• AIM OF THE TASK: Present everything from the start of the rows down to the line containing "For each instance, a" as a numbered list, leaving out any blank lines.

• RECORD SET:
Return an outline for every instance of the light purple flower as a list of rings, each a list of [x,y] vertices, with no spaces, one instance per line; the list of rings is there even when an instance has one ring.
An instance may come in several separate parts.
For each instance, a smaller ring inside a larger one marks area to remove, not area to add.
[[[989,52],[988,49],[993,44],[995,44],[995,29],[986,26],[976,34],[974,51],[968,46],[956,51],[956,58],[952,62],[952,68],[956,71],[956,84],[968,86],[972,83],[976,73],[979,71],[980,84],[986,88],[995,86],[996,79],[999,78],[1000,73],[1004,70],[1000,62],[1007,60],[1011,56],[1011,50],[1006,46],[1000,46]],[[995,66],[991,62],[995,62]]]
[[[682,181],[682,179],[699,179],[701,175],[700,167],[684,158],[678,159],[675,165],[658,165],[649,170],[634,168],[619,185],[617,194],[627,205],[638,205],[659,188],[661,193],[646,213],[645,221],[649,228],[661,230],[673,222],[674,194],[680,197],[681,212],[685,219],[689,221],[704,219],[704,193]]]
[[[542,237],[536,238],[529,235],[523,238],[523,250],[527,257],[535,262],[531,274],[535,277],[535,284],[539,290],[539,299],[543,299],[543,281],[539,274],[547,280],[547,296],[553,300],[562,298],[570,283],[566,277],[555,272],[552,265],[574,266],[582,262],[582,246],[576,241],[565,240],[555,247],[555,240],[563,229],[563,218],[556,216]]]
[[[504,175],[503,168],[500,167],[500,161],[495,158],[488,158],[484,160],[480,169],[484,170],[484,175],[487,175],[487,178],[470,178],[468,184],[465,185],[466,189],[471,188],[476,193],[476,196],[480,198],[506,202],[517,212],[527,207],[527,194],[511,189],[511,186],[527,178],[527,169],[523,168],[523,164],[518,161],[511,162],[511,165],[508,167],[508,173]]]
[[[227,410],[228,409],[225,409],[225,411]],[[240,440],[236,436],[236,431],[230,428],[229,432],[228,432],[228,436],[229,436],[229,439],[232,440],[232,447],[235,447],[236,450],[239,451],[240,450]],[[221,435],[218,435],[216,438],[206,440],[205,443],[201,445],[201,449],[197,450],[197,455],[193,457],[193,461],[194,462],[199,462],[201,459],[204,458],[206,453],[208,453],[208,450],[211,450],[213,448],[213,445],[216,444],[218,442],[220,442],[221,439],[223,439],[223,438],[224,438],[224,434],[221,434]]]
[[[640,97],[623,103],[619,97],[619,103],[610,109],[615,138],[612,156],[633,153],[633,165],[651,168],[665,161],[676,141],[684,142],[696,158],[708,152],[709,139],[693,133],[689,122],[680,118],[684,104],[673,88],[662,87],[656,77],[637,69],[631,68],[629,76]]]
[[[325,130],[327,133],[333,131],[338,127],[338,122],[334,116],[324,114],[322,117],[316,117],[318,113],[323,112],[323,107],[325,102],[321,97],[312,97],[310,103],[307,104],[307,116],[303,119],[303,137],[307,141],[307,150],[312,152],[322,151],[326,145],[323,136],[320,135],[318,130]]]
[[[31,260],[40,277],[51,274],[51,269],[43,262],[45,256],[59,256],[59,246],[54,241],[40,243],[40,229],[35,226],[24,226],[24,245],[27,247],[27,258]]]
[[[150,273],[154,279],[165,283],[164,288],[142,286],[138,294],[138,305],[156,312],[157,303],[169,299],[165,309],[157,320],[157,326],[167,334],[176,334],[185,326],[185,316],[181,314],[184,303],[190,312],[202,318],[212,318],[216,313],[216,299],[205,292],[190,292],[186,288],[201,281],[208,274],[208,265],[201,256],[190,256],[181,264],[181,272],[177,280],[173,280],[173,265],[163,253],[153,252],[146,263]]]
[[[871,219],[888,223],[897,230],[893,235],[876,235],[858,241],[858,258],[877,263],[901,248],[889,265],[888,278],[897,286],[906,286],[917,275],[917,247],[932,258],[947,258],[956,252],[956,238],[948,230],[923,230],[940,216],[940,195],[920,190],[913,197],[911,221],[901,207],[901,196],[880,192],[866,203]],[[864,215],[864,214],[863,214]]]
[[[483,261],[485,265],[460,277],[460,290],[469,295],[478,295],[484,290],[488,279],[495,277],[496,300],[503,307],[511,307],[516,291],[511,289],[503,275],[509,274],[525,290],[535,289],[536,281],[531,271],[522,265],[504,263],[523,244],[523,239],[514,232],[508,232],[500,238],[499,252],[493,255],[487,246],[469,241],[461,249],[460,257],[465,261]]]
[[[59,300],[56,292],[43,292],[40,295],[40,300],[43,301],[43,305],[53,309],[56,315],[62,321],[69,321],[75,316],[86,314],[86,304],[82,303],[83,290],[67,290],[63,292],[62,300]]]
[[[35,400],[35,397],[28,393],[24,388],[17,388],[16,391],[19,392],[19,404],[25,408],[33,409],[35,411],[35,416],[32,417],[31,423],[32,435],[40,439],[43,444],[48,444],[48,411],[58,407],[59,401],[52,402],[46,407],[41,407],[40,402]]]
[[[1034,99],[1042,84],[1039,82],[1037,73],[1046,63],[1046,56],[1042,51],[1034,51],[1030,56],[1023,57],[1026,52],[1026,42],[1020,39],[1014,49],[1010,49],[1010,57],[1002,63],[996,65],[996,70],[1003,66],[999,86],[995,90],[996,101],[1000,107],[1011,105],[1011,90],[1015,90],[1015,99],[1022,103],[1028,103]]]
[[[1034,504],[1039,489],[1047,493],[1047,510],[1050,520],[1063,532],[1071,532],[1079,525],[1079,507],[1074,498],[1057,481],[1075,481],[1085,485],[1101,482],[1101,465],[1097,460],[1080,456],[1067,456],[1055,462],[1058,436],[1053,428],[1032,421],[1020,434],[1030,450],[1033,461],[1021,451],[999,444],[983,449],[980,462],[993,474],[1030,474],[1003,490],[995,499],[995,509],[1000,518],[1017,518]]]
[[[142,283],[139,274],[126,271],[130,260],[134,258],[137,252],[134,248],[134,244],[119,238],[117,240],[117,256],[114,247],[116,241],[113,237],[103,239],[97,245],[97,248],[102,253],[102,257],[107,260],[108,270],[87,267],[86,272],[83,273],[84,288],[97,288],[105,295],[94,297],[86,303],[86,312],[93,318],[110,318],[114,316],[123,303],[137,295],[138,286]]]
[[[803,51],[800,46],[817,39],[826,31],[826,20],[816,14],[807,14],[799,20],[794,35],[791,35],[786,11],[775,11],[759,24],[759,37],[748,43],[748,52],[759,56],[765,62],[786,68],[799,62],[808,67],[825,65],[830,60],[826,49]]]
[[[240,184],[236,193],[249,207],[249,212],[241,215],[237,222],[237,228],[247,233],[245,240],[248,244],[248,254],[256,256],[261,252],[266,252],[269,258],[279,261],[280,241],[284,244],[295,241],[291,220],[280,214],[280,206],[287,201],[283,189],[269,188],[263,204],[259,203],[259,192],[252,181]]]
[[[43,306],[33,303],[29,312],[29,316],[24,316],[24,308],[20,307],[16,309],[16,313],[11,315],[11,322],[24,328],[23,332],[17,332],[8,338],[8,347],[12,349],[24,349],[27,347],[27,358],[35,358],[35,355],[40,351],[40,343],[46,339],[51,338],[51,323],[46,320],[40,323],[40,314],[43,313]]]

• COMPLETE ANSWER:
1. Return an outline for every instance of the light purple flower as a list of rings, each a list of [x,y] vertices, with no spaces, one instance per line; the list of rings is there even when an instance has one ring.
2. An instance may come in several separate parts.
3. For each instance, a smaller ring inside a larger one marks area to remove, not area to add.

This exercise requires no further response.